With respect to the Prevailing Wage Requirements, the Treasury
Department and the IRS continue to understand the statutory language of
the Code as not reflecting an intent to entirely exempt Indian Tribal
governments from the PWA requirements. The statutory language also does
not reflect an intent to allow Indian Tribal governments to substitute
their own prevailing wage rates for those generally required under the
DBA.
However, in accordance with Executive Order 14112, the final
regulations provide two special rules that apply to Indian Tribal
governments (including a subdivision, agency, or instrumentality of an
Indian Tribal government). First, the final regulations provide that an
Indian Tribal government, as defined in section 30D(g)(9) of the Code,
is excepted from the Prevailing Wage Requirements under the IRA with
respect to laborers and mechanics that are employees, within the
meaning of section 3121(d)(2), of the Indian Tribal government. This
rule also applies to joint ownership arrangements that involve an
Indian Tribal government (including a subdivision, agency, or
instrumentality of an Indian Tribal government), but only with respect
to the employees, within the meaning of section 3121(d)(2), of the
Indian Tribal government. As stated in some comments from Tribes, the
DOL provides an exception from the DOL prevailing wage rates for work
done by Tribal governments using their own employees. Specifically,
under the DBA, a government agency may perform construction work in-
house with its own employees rather than contract out the work. Work
performed by these employees generally is not subject to the DBA
requirements because governmental agencies are not considered
contractors or subcontractors under the DBA. This is known as the force
account exception. The DOL has explained that in cases in which an
Indian Tribal government performs work with its own employees, the
force account exception to the DBA generally applies and the Tribal
government is not required to pay DOL-determined prevailing wages for
work done by its own employees. Tribes historically have relied on this
exception. Under these final regulations, Tribes may continue that
practice for purposes of the Prevailing Wage Requirements under the
IRA.

*Raw records*.

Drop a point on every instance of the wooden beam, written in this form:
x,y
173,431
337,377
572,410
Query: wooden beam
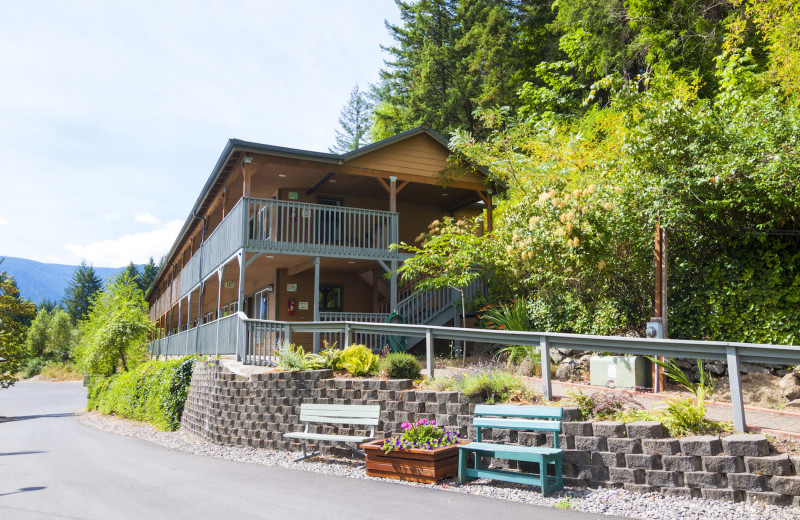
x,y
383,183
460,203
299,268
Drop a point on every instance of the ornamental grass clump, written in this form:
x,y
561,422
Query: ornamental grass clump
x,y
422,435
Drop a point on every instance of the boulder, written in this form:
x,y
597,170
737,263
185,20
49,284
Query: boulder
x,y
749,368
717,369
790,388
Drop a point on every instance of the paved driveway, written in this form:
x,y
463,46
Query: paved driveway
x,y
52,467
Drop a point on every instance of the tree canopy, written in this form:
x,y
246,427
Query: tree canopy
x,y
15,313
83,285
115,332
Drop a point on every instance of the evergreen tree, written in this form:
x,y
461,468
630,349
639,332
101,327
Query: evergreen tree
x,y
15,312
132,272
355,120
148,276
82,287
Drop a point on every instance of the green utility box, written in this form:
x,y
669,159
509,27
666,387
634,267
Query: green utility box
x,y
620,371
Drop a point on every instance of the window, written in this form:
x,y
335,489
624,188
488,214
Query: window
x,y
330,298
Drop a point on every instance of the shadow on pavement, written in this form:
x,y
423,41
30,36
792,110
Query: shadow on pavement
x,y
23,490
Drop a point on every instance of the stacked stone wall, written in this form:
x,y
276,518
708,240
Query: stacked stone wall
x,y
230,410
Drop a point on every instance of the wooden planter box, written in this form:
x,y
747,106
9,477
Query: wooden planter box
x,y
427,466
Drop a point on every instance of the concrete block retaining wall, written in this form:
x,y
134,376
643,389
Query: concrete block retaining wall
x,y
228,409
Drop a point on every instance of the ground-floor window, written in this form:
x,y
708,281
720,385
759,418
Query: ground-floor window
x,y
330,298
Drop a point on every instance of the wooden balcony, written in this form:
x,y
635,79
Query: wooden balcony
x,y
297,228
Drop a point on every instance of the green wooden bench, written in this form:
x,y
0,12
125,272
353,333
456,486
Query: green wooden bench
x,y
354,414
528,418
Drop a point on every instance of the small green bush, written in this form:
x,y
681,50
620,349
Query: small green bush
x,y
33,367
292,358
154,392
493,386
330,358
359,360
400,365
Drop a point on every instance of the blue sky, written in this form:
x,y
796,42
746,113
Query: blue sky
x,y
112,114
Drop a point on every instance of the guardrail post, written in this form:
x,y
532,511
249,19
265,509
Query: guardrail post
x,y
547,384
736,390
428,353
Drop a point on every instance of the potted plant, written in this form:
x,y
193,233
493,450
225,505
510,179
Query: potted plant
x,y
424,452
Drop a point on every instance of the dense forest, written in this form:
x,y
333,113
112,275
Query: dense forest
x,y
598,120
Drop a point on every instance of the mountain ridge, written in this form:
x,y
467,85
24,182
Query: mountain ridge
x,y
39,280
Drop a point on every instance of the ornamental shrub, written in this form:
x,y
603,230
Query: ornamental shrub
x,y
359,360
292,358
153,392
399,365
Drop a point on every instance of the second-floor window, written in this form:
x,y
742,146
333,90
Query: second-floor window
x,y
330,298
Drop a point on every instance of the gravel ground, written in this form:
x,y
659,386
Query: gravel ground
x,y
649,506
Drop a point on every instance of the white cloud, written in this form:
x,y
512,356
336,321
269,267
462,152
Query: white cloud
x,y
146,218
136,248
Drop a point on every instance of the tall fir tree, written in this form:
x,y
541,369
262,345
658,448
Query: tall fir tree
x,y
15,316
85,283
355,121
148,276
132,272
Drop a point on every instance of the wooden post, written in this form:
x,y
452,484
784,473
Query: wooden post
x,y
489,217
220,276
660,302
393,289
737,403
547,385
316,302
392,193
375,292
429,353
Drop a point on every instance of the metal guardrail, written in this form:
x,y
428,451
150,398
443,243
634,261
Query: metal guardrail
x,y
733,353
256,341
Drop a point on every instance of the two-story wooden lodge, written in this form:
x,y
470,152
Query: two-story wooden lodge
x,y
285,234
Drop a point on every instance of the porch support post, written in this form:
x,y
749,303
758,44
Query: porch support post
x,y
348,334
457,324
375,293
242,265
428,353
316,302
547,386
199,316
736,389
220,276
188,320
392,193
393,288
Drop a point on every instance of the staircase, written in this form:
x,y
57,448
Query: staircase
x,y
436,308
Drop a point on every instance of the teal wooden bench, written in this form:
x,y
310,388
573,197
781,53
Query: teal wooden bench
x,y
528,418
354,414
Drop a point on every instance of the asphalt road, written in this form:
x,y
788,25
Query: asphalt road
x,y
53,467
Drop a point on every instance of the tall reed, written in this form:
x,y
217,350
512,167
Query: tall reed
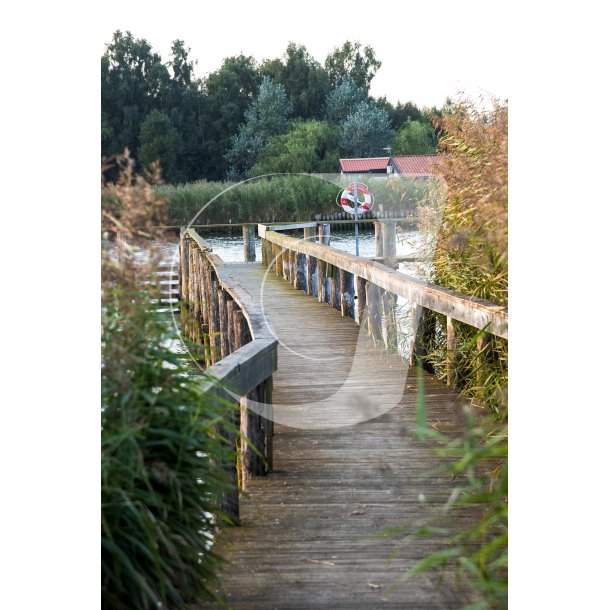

*The tasks*.
1. Using the text on prevailing wage rules for Indian Tribal governments, answer these questions:
(a) In accordance with which executive order do the final regulations provide the two special rules?
(b) Under which section of the Code is an Indian Tribal government defined for the first rule?
(c) What is the exception called that lets a government agency perform construction work in-house with its own employees?
2. Continue the text on prevailing wage rules for Indian Tribal governments from where it ends.

*Expected results*.
1.
(a) Executive Order 14112
(b) Section 30D(g)(9)
(c) The force account exception

2.
Second, the Treasury Department and the IRS recognize that Tribal
lands generally are not coextensive with a single geographic area for
which the DOL may have made an applicable wage determination. Comments
from Tribes requested that the final regulations define the term
``locality'' to include Tribal lands as a separate category to allow
Tribes to submit a request to the DOL for a supplemental wage
determination for specified Tribal lands. However, defining locality in
this way would require that the DOL establish a new administrative
process to implement a unique wage determination for Tribal lands; that
process is outside of the authority of the Treasury Department and the
IRS. Thus, these final regulations do not change the definition of
locality to include Tribal lands as a separate category.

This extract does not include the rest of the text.